++++ Texte du document

Daniel DEFOË en consacrant deux chapitres à l’histoire du capitaine MISSON (parfois écrit MISSION) et de son conseiller radical et utopiste, le moine défroqué CARRACIOLI, à Madagascar, a permis de confirmer l’existence des utopies pirates : il y présentait la république pirate Libertalia de la baie d’Antongil (certains auteurs la situent au Nord Est de l’île, vers Diego Suarez). La période concernée est le XVIII° siècle. Ce mythe pour manuel SCHONHORN, pour M.C. CAMUS ou Anne MOLET-SAUVAGET est pourtant repris par des auteurs contemporains, et surtout par Hakim BEY qui fait des locales « utopies pirates » une sorte de source incontournable aux « zones autonomes temporaires », les TAZ, qu’il propose. Pour lui, Libertalia aurait vu s’épanouir le partage égalitaire du butin, la communauté des terres, la rotation des chefs... Gilles LAPOUGE penche plutôt pour un Libertalia qui emprunte autant à la réalité qu’à la fable.
Cette enclave utopique aurait été précédée par une vie communautaire (pré-communiste ?) sur le navire La Victoire : tous les biens y étaient en commun, et tous les membres y vivant égalitairement, anciens esclaves ou non.
Hubert DESCHAMPS en 1949 croyait lui aussi en cette utopie socialiste du début du XVIIIème. L’article d’Internet cité ci-dessus met en avant dans l’expérience de Libertalia, l’antiracisme, le respect des femmes (malgré la polygamie), mais montre également la maniaquerie des règles qui va finir par l’emporter. La communauté ébauche également une langue propre mêlant dialectes locaux et emprunts aux langues européennes.
Cependant la liberté est bien proclamée partout : dans le nom de la communauté (Libertalia), dans celui de ses membres (les liberi), d’un des bateaux (le Liberté)... c’est bien un choix primordial fait envers et contre tous. Malgré le charisme du chef (MISSON est tout de même nommé « excellence suprême » ou grand « conservateur » !), la démocratie directe y est (peut-être) très présente : acclamation des chefs, assemblées générales, tirage au sort des capitaines, élection des conseillers, rotation des pouvoirs tous les 3 ans... L’égalitarisme y règne : traitements semblables, sans importance de la race et de la nationalité, répartition des prises... Les richesses sont mises en commun (trésorerie communautaire), l’argent semble inutile et les terres travaillées par tous et sans délimitation : on retrouve ici quelques traces des descriptions de communisme agraire si fréquente au XVIII° siècle. Bref nous disposons d’une rare description détaillée de société idéale assez fraternelle et un peu libertaire, même si le curieux slogan adopté « Dieu et Liberté » et la couleur blanche du drapeau sont là pour nous brouiller les cartes.
Dans l’écrit de DEFOE, il est même parlé de la scission anarchiste, en tout cas plus radicale encore, d’un capitaine TEW, qui bâtirait sa propre communauté, « sans loi ni officiers ». Comme un vrai TEW a bien existé, mais en d’autres temps et d’autres lieux, cet épisode a permis à SCHONHORN en 1972 de réfuter ce qu’il estime un canular de l’écrivain utopiste.

++++++++
++++ Jeu d'enregistrements

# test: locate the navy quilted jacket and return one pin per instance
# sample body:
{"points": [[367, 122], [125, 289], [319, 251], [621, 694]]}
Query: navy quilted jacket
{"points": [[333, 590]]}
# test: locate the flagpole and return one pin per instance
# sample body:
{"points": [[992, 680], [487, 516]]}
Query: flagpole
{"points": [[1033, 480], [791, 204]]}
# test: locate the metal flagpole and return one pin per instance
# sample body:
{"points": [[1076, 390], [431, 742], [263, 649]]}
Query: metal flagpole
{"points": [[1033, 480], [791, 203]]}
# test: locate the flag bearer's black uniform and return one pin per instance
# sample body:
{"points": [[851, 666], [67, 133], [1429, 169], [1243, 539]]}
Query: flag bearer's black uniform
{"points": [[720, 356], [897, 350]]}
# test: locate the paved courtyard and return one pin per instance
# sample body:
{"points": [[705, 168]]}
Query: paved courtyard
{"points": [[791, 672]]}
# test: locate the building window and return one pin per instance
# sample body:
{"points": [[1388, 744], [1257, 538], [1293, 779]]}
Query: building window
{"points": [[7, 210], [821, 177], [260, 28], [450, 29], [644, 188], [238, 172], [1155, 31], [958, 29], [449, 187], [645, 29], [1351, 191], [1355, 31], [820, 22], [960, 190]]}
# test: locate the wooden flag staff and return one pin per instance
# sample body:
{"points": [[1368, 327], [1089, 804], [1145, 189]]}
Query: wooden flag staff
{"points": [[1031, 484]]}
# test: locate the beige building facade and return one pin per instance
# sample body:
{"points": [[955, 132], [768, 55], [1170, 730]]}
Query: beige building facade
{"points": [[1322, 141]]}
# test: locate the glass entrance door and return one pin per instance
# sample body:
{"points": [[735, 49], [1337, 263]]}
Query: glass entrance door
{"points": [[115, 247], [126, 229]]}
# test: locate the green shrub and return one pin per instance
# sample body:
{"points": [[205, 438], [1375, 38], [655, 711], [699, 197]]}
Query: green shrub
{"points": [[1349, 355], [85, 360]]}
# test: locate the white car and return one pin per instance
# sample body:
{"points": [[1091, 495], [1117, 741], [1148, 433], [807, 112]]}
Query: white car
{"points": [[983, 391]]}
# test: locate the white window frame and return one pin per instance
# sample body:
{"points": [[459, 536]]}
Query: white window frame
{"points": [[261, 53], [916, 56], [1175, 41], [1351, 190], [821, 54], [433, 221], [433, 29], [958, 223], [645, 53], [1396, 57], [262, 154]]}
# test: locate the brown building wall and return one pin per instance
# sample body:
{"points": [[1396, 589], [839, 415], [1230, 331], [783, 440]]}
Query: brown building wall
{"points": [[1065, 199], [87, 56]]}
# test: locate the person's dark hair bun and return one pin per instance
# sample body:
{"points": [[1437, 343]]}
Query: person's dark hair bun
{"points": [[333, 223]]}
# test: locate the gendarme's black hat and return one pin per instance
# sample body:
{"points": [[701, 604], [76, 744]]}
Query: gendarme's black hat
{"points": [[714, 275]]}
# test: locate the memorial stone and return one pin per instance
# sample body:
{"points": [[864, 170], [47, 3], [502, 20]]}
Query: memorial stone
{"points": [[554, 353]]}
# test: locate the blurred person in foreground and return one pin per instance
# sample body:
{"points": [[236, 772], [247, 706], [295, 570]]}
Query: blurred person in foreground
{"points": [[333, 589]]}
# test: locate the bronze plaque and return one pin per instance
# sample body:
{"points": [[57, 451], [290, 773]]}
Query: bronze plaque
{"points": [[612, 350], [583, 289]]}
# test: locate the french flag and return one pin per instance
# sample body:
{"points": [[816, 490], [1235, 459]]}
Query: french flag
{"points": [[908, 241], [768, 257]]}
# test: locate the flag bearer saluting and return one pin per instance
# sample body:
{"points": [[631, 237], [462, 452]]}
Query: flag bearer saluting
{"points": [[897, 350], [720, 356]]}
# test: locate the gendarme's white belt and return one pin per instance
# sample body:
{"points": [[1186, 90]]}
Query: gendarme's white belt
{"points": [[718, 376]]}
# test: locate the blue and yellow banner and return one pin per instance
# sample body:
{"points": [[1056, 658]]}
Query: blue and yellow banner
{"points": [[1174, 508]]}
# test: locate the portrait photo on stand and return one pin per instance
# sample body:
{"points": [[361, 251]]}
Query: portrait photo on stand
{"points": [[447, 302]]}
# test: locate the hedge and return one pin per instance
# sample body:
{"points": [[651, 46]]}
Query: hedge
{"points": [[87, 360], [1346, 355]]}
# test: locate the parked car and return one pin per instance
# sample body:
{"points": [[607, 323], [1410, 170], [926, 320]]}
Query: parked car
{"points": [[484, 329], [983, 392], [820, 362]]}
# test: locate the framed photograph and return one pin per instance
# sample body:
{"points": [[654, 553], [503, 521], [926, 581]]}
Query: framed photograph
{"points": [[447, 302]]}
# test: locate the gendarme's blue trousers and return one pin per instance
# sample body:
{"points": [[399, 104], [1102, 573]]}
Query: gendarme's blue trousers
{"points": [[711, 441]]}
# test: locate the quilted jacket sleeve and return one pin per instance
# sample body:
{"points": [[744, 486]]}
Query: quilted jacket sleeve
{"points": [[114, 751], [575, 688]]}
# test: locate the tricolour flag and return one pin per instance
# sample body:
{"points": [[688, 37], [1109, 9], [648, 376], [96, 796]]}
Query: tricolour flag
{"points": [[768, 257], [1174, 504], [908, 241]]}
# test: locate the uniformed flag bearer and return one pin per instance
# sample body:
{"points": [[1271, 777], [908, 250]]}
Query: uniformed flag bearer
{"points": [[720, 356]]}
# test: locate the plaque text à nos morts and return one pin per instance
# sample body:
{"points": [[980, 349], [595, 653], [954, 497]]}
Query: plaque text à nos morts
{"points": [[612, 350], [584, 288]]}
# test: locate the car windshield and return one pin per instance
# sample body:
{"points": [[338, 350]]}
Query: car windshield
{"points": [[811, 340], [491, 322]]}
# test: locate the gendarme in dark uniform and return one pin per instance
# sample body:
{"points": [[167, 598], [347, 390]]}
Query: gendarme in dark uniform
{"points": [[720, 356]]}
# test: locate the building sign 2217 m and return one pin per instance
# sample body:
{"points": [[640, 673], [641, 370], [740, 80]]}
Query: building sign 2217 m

++++++++

- [Consignes à suivre]:
#1 Relevez chaque ligne des enregistrements qui contient la chaîne « french », en tenant compte de la casse.
#2 Prolongez le texte consacré à la république pirate Libertalia au-delà de sa dernière phrase.

- [Réponses par consigne]:
#1
# test: locate the french flag and return one pin per instance
Query: french flag

#2
Poursuivant l’analyse, Peter LAMBORN WILSON pousse la boutade en disant qu’il s’agit donc d’une vraie « u-topie », lieu de nulle part, puisqu’elle n’aurait jamais existé ! Cependant pour lui, les possibilités d’existence d’une telle communauté restent évidemment très fortes.
Quant à William S. BURROUGHS, il se sert des évocations de Libertalia et du capitaine MISSION dans une trilogie qui commence avec Cities of the Red Night (en 1981), et notamment dans Ghost of Chance (1991).
Au début du XVIII° siècle, le pirate Nathaniel NORTH s’établit lui aussi à Madagascar, dans le sud de l’île, vers Fénérive : il y installe une communauté « d’harmonie », fraternelle, humaniste, anti-raciste et surtout ouverte, c’est à dire sans réglementation figée ni volonté de système imposé. Gilles LAPOUGE, qui ne voit désormais plus que les côtés négatifs de l’utopie, préfère donc logiquement cet essai communataire à celui du capitaine MISSON.
6. Utopies du Pacifique : le rêve du Bounty…
En fin du XVIII° siècle, la célèbre révolte du Bounty (1787-1788) donne naissance à une petite communauté, puisqu’une partie des mutins, avec des femmes tahitiennes, créent une colonie sur l’île de Pitcairn, au cœur du Pacifique. Elle fut tout sauf libertaire puisqu’elle disparaît dans l’auto-destruction et le meurtre. Le seul survivant, John ADAMS semble être à l’origine d’une autre communauté qui survit de nos jours, au même endroit, et encore moins libertaire, puisqu’elle serait d’imprégnation religieuse ou mystique.
7. Conclusion partielle : le noir des pirates et le noir de l’anarchie sont peu comparables…
Le drapeau noir (comme la couleur noire), n’est malheureusement pas le symbole de la seule anarchie. Les couleurs du deuil, du fascisme (chemises noires) et de l’uniforme SS n’ont rien de libertaire.
Si les pirates et autres fugitifs, en luttant contre les terribles pouvoirs autoritaires de leur époque et contre des marines royales aux règlements intérieurs esclavagistes, peuvent paraître sympathiques et lever bien haut l’étendard de la rébellion, ils n’en sont pas anarchistes pour autant, même si un analyste aussi averti que LAPOUGE se permet d’affirmer que « l’utopie de la société pirate, c’est le désir d’un monde ‘’sans maîtres et sans lois‘’ ».
On ne doit pas se laisser prendre au piège d’une certaine fraternité de combat, d’une légère égalité des conditions de vie sur les navires pirates et de quelques ébauches (plus rêvées que réelles semble-t-il) de démocratie directe. De même la réalité des réalisations d’utopies concrètes en Afrique ou dans les îles reste soumise à discussion.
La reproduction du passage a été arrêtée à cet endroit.